▶ **PROBLEM DETAILS**
Retype the records below exactly as they appear.

▶ **DATASET EXTRACT**

++++

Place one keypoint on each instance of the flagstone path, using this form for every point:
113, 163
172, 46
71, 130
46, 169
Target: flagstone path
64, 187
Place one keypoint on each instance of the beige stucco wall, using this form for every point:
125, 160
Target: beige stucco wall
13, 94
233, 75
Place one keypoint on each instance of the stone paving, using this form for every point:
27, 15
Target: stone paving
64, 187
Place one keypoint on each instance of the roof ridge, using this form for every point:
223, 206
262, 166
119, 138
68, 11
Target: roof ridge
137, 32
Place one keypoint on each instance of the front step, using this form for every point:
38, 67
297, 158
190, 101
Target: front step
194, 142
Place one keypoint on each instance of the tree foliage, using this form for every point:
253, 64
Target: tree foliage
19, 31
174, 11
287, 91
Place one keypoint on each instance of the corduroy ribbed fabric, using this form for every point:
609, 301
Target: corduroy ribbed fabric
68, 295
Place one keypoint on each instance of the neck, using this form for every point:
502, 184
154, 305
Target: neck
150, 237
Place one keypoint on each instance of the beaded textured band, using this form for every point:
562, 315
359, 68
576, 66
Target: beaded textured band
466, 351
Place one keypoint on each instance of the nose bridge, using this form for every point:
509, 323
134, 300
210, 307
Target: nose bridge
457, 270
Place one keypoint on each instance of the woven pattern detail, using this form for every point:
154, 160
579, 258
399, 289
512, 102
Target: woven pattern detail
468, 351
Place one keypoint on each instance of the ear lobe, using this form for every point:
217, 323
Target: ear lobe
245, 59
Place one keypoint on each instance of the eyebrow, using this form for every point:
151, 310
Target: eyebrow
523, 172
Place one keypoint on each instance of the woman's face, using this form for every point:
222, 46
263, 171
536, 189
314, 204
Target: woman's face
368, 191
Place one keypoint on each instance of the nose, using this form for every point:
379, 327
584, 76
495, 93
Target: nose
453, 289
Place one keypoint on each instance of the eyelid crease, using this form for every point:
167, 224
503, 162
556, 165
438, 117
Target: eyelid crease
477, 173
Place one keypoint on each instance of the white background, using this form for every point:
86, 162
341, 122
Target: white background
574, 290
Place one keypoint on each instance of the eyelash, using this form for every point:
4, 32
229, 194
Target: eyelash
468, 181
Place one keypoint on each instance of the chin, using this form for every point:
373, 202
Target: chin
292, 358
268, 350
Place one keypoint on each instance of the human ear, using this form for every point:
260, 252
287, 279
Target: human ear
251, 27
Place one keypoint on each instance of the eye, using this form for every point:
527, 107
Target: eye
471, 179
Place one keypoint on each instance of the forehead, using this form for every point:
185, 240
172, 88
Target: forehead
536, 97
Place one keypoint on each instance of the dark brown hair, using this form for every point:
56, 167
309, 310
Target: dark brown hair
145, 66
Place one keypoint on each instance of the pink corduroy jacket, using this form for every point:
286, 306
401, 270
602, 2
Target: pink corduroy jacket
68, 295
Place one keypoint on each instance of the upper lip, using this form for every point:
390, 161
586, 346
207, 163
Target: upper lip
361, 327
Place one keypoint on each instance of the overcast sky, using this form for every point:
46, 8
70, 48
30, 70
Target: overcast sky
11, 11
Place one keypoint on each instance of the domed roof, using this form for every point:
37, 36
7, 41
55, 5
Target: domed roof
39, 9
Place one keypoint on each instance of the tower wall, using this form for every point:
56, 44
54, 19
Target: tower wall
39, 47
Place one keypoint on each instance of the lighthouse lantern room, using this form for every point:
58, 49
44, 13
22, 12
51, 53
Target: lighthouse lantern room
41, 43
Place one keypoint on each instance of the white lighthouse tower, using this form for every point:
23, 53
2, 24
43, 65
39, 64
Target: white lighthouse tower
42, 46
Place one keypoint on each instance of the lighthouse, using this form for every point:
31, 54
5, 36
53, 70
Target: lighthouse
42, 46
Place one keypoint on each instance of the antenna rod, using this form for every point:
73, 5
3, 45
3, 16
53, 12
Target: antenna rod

++++

▶ **ANSWER FOR THE TASK**
Place one keypoint on each instance of the flagstone path, using this form for every point:
113, 163
172, 46
71, 130
46, 169
Target: flagstone path
64, 187
Place one keypoint on each instance of the beige stucco wall, using this form for every point:
125, 160
Target: beige stucco wall
13, 94
233, 75
Place one keypoint on each instance of the stone paving, using this form for every point:
27, 15
Target: stone paving
64, 187
Place one keypoint on each instance of the roof ridge, using this form for every point:
223, 206
262, 166
119, 138
68, 11
Target: roof ridge
137, 32
Place one keypoint on each instance of the front step, using this form for every point:
38, 67
297, 158
190, 101
Target: front step
194, 142
Place one keypoint on each instance of the tree foliage, using this form for every point:
253, 64
Target: tree foliage
19, 31
174, 11
287, 91
Place one keypoint on each instance of the corduroy ribbed fabric, using this form for every point:
609, 301
Target: corduroy ribbed fabric
68, 295
Place one keypoint on each instance of the neck, using this form for every point:
502, 184
154, 305
Target: neck
150, 237
Place one keypoint on each instance of the beaded textured band, using this form for every point:
562, 315
359, 68
576, 66
Target: beaded textured band
466, 351
Place one keypoint on each instance of the nose bridge, using this form for every point:
509, 323
134, 300
210, 307
Target: nose bridge
457, 270
Place one keypoint on each instance of the woven pattern detail, using this form for every point:
154, 160
579, 258
399, 289
512, 102
Target: woven pattern detail
468, 351
Place one keypoint on each instance of the ear lobe, using this form for every point:
217, 323
Target: ear lobe
245, 59
Place one keypoint on each instance of the eyebrow, using this form for every point:
151, 310
Target: eyebrow
523, 172
Place one keypoint on each instance of the woman's face, using this form for every point:
222, 46
263, 171
536, 189
314, 204
Target: woman's face
368, 191
Place one keypoint on each instance of the nose, using this form for every point:
379, 327
584, 76
495, 93
Target: nose
453, 289
Place one keypoint on each instance of the eyelid crease, using this form for every point:
167, 224
503, 162
556, 165
438, 117
Target: eyelid crease
477, 173
Place one keypoint on each instance of the white background, using this form for every point:
86, 162
341, 122
Target: white background
574, 290
Place one keypoint on each instance of the eyelash, using this form for every point:
4, 32
229, 194
Target: eyelash
468, 181
Place one keypoint on each instance of the chin, using this form for every point:
373, 202
Target: chin
292, 358
268, 350
Place one keypoint on each instance of the human ear, using this form for every point:
260, 252
287, 279
Target: human ear
251, 27
Place one keypoint on each instance of the eye, using this form for every point:
527, 107
Target: eye
471, 179
Place one keypoint on each instance of the forehead, using this form for every point:
185, 240
172, 88
Target: forehead
536, 97
Place one keypoint on each instance of the dark brown hair, using this form for every point:
56, 167
309, 310
Target: dark brown hair
145, 66
Place one keypoint on each instance of the pink corduroy jacket, using this form for every point:
286, 306
401, 270
602, 2
Target: pink corduroy jacket
68, 295
Place one keypoint on each instance of the upper lip, using this form for every point:
390, 161
586, 346
207, 163
Target: upper lip
361, 327
Place one keypoint on each instance of the overcast sky, using this form for every point:
46, 8
70, 48
30, 70
Target: overcast sky
11, 11
Place one keypoint on each instance of the domed roof, using this form for every point:
37, 36
7, 41
55, 5
Target: domed roof
39, 9
Place one keypoint on each instance of the tower wall, using this form for every point:
56, 44
54, 19
Target: tower wall
39, 47
Place one keypoint on each instance of the lighthouse lantern room, using this form for every point:
58, 49
44, 13
22, 12
51, 53
Target: lighthouse lantern room
41, 43
Place one keypoint on each instance of the white lighthouse tower, using this form for every point:
23, 53
2, 24
43, 65
39, 64
Target: white lighthouse tower
42, 46
Place one keypoint on each instance of the lighthouse, using this form for every point:
31, 54
5, 36
53, 70
Target: lighthouse
42, 46
Place one keypoint on each instance of the antenna rod, using this form for every point:
73, 5
3, 45
3, 16
53, 12
Target: antenna rod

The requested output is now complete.